*** Stored rows

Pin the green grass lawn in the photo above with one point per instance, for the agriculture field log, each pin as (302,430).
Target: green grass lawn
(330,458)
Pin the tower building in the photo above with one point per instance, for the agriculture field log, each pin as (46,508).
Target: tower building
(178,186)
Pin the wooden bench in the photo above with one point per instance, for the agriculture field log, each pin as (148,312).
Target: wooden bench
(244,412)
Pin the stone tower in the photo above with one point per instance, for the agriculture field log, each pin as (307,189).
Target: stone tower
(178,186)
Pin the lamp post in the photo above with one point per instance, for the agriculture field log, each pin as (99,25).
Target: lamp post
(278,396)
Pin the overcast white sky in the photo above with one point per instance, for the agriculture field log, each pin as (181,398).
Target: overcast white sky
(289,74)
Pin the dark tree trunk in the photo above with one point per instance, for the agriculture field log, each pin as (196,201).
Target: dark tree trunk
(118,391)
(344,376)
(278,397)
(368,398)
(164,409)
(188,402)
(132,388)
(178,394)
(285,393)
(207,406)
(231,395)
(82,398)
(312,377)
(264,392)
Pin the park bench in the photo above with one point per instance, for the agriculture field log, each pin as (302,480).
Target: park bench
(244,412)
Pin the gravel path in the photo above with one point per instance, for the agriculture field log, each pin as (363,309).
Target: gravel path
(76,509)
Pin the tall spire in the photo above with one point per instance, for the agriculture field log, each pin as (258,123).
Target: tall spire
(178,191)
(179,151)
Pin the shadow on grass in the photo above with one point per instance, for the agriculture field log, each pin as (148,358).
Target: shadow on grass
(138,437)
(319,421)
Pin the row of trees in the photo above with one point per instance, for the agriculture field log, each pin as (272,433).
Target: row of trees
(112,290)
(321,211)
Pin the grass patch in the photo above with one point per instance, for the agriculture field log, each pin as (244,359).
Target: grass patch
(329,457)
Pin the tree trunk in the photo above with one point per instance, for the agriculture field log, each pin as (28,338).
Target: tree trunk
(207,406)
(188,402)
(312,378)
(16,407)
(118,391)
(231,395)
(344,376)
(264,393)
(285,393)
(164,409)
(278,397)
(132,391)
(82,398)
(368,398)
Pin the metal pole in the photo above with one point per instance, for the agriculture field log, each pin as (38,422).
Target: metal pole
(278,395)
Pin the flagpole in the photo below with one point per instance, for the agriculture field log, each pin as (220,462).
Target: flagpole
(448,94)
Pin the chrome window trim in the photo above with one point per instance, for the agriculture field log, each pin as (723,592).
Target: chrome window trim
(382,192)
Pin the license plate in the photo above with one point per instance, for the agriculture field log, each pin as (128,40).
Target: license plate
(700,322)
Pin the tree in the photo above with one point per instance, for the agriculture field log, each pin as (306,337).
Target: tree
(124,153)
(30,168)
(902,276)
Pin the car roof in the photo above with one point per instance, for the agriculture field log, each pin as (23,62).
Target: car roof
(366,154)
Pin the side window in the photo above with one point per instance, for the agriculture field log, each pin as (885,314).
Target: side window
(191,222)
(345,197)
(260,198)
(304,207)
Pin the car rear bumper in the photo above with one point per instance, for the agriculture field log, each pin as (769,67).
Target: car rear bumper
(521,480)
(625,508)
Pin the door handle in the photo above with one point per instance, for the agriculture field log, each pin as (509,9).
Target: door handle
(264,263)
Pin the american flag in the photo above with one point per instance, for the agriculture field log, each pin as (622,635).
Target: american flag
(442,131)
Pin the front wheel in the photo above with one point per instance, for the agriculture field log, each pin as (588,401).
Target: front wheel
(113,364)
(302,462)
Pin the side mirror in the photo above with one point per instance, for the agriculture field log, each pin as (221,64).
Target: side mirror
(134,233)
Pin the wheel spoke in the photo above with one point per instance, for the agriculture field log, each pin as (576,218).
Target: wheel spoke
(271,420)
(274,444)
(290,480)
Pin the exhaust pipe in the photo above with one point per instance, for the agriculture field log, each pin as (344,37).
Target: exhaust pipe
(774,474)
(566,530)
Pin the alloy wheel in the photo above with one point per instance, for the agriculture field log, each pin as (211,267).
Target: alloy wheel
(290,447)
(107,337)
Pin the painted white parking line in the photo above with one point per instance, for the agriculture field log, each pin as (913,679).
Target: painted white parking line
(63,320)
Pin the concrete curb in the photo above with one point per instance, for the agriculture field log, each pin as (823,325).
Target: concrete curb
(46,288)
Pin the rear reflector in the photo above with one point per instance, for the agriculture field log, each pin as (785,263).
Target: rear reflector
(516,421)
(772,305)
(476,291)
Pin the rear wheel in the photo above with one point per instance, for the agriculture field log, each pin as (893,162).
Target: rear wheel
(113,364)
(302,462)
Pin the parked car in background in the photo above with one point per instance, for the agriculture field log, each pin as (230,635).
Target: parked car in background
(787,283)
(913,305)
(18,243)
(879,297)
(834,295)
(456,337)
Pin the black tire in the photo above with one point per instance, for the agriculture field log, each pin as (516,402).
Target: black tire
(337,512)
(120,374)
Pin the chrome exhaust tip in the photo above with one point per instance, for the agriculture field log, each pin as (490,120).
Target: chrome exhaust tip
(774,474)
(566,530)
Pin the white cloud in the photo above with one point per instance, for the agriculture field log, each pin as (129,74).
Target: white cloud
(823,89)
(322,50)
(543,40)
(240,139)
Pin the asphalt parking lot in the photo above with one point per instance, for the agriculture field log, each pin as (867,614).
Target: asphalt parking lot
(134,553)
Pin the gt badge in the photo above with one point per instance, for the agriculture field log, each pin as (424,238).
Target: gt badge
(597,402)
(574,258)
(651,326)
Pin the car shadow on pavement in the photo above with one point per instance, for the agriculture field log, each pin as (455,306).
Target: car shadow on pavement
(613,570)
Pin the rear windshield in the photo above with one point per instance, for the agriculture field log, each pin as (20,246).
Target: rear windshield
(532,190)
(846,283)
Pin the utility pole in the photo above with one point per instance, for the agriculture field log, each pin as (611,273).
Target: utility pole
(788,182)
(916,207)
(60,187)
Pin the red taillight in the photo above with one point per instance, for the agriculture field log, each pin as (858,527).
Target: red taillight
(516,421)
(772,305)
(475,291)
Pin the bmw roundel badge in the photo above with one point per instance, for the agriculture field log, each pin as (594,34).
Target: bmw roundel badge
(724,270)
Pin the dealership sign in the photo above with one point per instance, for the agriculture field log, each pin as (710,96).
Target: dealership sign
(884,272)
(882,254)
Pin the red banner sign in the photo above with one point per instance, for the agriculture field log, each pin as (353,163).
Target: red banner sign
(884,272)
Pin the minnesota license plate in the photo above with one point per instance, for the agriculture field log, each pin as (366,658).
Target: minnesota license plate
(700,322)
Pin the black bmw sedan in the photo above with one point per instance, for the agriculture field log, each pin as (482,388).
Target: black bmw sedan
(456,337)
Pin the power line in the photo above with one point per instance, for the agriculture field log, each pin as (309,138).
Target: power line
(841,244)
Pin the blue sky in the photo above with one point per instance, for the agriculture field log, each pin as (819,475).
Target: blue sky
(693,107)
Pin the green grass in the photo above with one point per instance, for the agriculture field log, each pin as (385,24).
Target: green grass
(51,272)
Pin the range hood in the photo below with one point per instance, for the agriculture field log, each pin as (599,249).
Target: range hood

******

#### Given exercise:
Reproduce the full set of records precisely.

#### Complete response:
Pin the green grass lawn in the photo above with one point per instance, for the agriculture field log, each pin as (302,430).
Target: green grass lawn
(330,458)
Pin the tower building in the photo above with one point per instance, for the agriculture field log, each pin as (46,508).
Target: tower building
(178,186)
Pin the wooden bench in the photo above with one point per instance, for the agriculture field log, each pin as (148,312).
Target: wooden bench
(244,412)
Pin the stone tower in the photo above with one point per instance, for the agriculture field log, each pin as (307,189).
Target: stone tower
(178,186)
Pin the lamp post in the photo above with one point per instance, for the agriculture field log, each pin as (99,25).
Target: lamp post
(278,396)
Pin the overcast white sky in the photo above with one point per instance, for the agriculture field log, each pin as (181,398).
Target: overcast white sky
(289,74)
Pin the dark tree trunk in the photo above with one point per instance, for the agriculture field log, each pin as (196,201).
Target: dark tree trunk
(118,391)
(344,376)
(278,397)
(368,398)
(164,409)
(188,402)
(132,388)
(178,394)
(285,393)
(207,406)
(231,395)
(82,398)
(312,377)
(264,392)
Pin the park bench in the photo above with one point per instance, for the agriculture field log, each pin as (302,480).
Target: park bench
(244,412)
Pin the gravel path in the photo above with one point per instance, for the agriculture field log, each pin as (363,309).
Target: gravel path
(76,509)
Pin the tall spire in the photo above with one point per instance, for the agriculture field log, each pin as (258,123).
Target: tall spire
(178,191)
(179,151)
Pin the shadow on grass in the photo above with one point per instance, for the agriculture field log, each pin as (148,358).
Target: shadow on grass
(138,437)
(319,421)
Pin the row of trees in the photo above with one point per instance, for the agriculture field log, each pin as (272,433).
Target: row of trees
(112,290)
(321,211)
Pin the grass patch in the photo above with one point per instance, for the agriculture field log, each pin as (244,359).
Target: grass patch
(329,457)
Pin the tree trunk in the photo above with one point per instance, for the agriculture field log, each pin as (28,338).
Target: tree trunk
(207,406)
(188,402)
(312,378)
(16,407)
(118,391)
(231,395)
(344,376)
(264,393)
(285,393)
(164,409)
(278,397)
(132,391)
(82,398)
(368,398)
Pin the metal pole in the photo above with one point per instance, for the agriculture field log, each pin as (38,422).
Target: metal pole
(278,395)
Pin the flagpole in the photo below with one point per instance, for the agriculture field log, each pin as (220,462).
Target: flagpole
(448,94)
Pin the chrome window trim in the photo above with one point per instance, for the agriculture field log, each pin as (723,592).
Target: chrome window trim
(382,192)
Pin the license plate in the photo above with one point per instance, for the agriculture field log, each pin as (128,40).
Target: license plate
(700,322)
Pin the tree in the photo above with one point per instance, for the agriculture field log, each pin as (306,337).
Target: tree
(124,153)
(30,168)
(902,276)
Pin the car roof in the photo above with one point per instance, for the agriculture field log, each pin as (23,62).
Target: car roof
(366,154)
Pin the side window in the photo above with one point per instance, for the agriculture field log, each pin as (885,314).
Target: side window
(191,222)
(345,197)
(260,198)
(304,207)
Pin the car rear bumper in the photo above with one point per instance, for the agriculture field log, each pin as (769,67).
Target: car rear bumper
(521,480)
(625,508)
Pin the door handle in the photo above with one point per instance, for the agriculture field log, each pin as (509,9).
Target: door handle
(264,263)
Pin the american flag in the photo above with one point per instance, for the agriculture field log, each pin as (622,635).
Target: american flag
(442,131)
Pin the front wheel in the photo above with one point per instance, for the agriculture field log, each pin as (588,401).
Target: front wheel
(113,364)
(302,462)
Pin the side mirror in the photo above with one point per instance, for the agriculture field log, each pin as (221,64).
Target: side mirror
(134,233)
Pin the wheel spoke in the photo above with one point per instance, for the agriculture field log, each pin as (576,218).
Target: wheel spoke
(271,420)
(274,444)
(290,480)
Pin the exhaust pipe in the photo above with one point per instance, for the agriculture field log, each pin as (344,37).
Target: exhaust pipe
(774,474)
(566,530)
Pin the alloy wheel in the photo above with one point per instance, for the agriculture field log, each pin as (211,267).
Target: alloy wheel
(290,447)
(107,337)
Pin the painted white parking line in the photo above with one point per instance, for the agriculture field log, each pin as (913,679).
Target: painted white parking line
(63,320)
Pin the concrete curb in the photo above with one point per instance, for the agriculture field log, each pin as (823,325).
Target: concrete curb
(46,288)
Pin the rear reflector in the photo above with one point per instance, for the agriculture field log, each pin as (785,263).
Target: rear reflector
(516,421)
(772,305)
(476,291)
Pin the rear wheel in the photo above with one point per instance, for the agriculture field log, each pin as (893,162).
Target: rear wheel
(113,364)
(302,462)
Pin the parked car in background in the photo above with one point per instance, for the agriculture field log, each pin as (230,635).
Target: parked car in background
(787,283)
(913,305)
(18,243)
(879,297)
(834,295)
(456,337)
Pin the black tire in the photo above with one point per instance, for the agriculture field log, each pin as (516,402).
Target: black tire
(337,512)
(120,374)
Pin the chrome exhaust tip in the photo above with one point per instance, for the agriculture field log, each pin as (490,120).
Target: chrome exhaust tip
(774,474)
(566,530)
Pin the white cloud in the photo above with one point per instance, for the agriculture field log, each pin as (129,74).
Target: white cloud
(823,89)
(322,50)
(543,40)
(240,139)
Pin the asphalt parking lot in the photo above with one point per instance, for the agriculture field log, each pin as (867,614).
Target: asphalt parking lot
(134,553)
Pin the gt badge in the photo above with one point per instance, for the agriculture field log, each pin as (424,238).
Target: gt badge
(597,402)
(574,258)
(651,326)
Pin the car shadow on pavement in the photo above with one point per instance, for the agriculture field log, each pin as (455,306).
Target: car shadow on pavement
(613,570)
Pin the rear windshield in the photo above with one point per instance, for the agriculture field log, each pin as (20,246).
Target: rear windshield
(532,190)
(846,283)
Pin the utility pole in the photo above with one point per instance, for the agriculture field log, each pin as (611,273).
Target: utility pole
(788,182)
(916,207)
(60,187)
Pin the red taillight in the photo above with one point per instance, for the agriculture field log, each pin as (858,527).
Target: red taillight
(516,421)
(772,305)
(475,291)
Pin the bmw roundel badge in the photo above with one point per instance, for the agriculture field log, each pin as (594,34).
Target: bmw roundel badge
(724,270)
Pin the dealership sign in the photo above with one point per instance, for the agriculture field log, each pin as (710,96).
Target: dealership sign
(884,272)
(882,254)
Pin the red banner sign in the photo above with one point per instance, for the agriculture field log, each pin as (353,163).
Target: red banner sign
(884,272)
Pin the minnesota license plate in the photo above with one point per instance, for the agriculture field log, each pin as (366,658).
Target: minnesota license plate
(700,322)
Pin the black bmw sedan in the photo above with one point per instance, for the agriculture field log, each pin as (482,388).
Target: black bmw sedan
(456,337)
Pin the power line in the photo above with one point per instance, for the agriculture field log, each pin as (309,138).
Target: power line
(841,244)
Pin the blue sky in the photo above with one point per instance, for the agriculture field log, each pin as (819,475).
Target: blue sky
(693,107)
Pin the green grass in the photo above with one point per instance, for the agriculture field log, each pin as (385,24).
Target: green grass
(51,272)
Pin the range hood in the photo below with one point per instance, for the agriculture field log, each pin as (599,249).
Target: range hood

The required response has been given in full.